## Records excerpted from a collection
::::

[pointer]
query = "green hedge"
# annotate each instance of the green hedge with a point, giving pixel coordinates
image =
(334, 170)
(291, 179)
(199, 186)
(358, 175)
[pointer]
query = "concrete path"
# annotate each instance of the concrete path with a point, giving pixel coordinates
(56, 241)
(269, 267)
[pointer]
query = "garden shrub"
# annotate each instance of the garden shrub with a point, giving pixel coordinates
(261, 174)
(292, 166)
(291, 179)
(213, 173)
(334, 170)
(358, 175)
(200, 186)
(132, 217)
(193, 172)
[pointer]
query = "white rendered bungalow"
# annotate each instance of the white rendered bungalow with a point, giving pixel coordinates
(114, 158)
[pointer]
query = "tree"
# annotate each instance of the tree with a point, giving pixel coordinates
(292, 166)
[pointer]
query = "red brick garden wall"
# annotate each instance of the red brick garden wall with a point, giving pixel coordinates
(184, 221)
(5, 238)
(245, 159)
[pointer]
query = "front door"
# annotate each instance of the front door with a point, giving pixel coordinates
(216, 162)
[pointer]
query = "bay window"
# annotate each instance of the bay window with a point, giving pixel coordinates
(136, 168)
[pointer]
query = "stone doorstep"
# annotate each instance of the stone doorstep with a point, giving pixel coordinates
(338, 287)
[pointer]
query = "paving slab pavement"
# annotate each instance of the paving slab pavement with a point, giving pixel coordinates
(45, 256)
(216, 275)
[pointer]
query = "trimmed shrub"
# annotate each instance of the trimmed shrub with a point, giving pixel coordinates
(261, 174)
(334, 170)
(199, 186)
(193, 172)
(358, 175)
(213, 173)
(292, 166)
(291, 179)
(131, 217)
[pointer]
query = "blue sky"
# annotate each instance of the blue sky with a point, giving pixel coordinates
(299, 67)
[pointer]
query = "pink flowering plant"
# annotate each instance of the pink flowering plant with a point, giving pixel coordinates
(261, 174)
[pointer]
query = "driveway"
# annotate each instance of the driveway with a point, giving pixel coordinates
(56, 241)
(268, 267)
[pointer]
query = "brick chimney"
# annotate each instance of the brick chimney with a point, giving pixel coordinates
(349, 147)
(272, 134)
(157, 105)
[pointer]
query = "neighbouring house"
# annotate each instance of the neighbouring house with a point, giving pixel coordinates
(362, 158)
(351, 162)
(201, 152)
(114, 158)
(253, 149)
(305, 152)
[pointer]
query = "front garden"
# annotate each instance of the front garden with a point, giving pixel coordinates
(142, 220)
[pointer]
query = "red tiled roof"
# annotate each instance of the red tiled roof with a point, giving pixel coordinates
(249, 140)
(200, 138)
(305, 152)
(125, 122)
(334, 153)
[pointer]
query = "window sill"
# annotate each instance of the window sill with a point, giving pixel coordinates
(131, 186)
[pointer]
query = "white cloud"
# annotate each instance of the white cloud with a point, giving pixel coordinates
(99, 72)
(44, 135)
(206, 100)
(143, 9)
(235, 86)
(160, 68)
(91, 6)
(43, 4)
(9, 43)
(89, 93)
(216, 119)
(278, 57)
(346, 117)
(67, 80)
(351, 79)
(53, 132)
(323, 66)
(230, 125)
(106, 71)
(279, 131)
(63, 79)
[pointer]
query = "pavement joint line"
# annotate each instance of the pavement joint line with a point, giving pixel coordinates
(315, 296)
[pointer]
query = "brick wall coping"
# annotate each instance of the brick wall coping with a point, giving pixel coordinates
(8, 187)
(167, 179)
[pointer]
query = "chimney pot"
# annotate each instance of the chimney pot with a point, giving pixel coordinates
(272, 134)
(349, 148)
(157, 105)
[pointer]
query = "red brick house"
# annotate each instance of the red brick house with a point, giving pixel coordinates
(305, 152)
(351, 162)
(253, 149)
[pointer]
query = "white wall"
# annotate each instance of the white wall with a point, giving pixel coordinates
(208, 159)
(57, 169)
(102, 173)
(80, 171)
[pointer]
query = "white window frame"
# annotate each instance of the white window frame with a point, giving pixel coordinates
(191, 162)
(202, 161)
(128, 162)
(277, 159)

::::

Every line in the entries above that mentions the word "green" must be shown.

query = "green hedge"
# annotate each instance of the green hedge with a point, giving pixel coordinates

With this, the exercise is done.